### What you will do
Repeat back the entries that follow, keeping every word as it is.
START Material for this task
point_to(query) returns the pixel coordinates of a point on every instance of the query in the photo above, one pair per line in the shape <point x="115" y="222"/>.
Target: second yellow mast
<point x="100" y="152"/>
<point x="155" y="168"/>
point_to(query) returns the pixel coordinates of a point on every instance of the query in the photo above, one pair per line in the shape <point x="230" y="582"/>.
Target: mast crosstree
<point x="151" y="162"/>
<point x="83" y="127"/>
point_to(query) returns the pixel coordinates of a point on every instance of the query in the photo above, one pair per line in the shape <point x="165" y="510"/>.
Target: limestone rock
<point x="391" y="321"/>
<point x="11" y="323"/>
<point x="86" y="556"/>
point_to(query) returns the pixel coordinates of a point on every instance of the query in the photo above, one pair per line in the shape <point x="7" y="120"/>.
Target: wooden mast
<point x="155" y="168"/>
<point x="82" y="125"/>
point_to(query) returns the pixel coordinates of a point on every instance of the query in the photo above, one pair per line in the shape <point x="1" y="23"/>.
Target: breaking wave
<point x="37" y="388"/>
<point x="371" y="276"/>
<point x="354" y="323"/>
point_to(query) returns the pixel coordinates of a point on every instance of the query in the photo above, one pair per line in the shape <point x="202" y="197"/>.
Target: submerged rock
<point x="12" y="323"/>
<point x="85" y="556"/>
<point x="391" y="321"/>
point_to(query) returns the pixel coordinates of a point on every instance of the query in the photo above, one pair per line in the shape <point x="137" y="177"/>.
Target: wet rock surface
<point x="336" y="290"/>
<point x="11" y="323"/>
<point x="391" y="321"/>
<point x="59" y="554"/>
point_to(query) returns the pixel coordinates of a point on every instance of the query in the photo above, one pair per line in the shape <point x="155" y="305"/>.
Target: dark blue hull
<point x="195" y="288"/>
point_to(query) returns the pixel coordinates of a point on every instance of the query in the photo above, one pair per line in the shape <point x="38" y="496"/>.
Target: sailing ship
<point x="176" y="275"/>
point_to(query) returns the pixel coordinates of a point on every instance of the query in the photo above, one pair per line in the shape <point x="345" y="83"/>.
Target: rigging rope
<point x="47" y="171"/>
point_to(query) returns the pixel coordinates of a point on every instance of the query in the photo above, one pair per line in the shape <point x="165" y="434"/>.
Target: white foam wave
END Material for this task
### Worked solution
point_to(query) returns the pixel coordinates of a point on every instance of the query in the photo above, one pair per line in the shape <point x="115" y="222"/>.
Target: second yellow mast
<point x="100" y="152"/>
<point x="155" y="168"/>
point_to(query) returns the pixel coordinates of a point on every instance of the query in the photo above, one pair per line in the shape <point x="230" y="582"/>.
Target: mast crosstree
<point x="151" y="162"/>
<point x="83" y="127"/>
point_to(query) returns the pixel coordinates of a point on every instance of the query in the photo above, one pair per line in the shape <point x="165" y="510"/>.
Target: limestone rock
<point x="391" y="321"/>
<point x="11" y="323"/>
<point x="86" y="556"/>
point_to(query) returns the pixel coordinates of a point on every instance of the query in the photo above, one pair per line in the shape <point x="7" y="120"/>.
Target: wooden mast
<point x="155" y="168"/>
<point x="82" y="125"/>
point_to(query) returns the pixel coordinates of a point on every instance of the query in the photo above, one pair per line in the shape <point x="1" y="23"/>.
Target: breaking wave
<point x="37" y="388"/>
<point x="371" y="276"/>
<point x="354" y="323"/>
point_to(query) returns the pixel coordinates of a point on every instance of the query in the photo above, one pair per line in the shape <point x="202" y="197"/>.
Target: submerged rock
<point x="12" y="323"/>
<point x="85" y="556"/>
<point x="391" y="321"/>
point_to(query) returns the pixel coordinates of a point on every instance of the query in the photo above, one pair per line in the shape <point x="137" y="177"/>.
Target: wet rock surface
<point x="336" y="290"/>
<point x="11" y="323"/>
<point x="391" y="321"/>
<point x="59" y="554"/>
point_to(query) returns the pixel coordinates of a point on every instance of the query in the photo above, one pair per line in the shape <point x="155" y="305"/>.
Target: dark blue hull
<point x="195" y="288"/>
point_to(query) returns the pixel coordinates of a point on every instance of the query in the photo above, one pair per line in the shape <point x="38" y="496"/>.
Target: sailing ship
<point x="176" y="275"/>
point_to(query) returns the pixel coordinates of a point on every instance of the query in the photo above, one pair per line in the shape <point x="345" y="83"/>.
Target: rigging rope
<point x="47" y="171"/>
point_to(query) returns the pixel coordinates of a point on every instance of the query in the photo above, one pair per line in the shape <point x="165" y="434"/>.
Target: white foam wave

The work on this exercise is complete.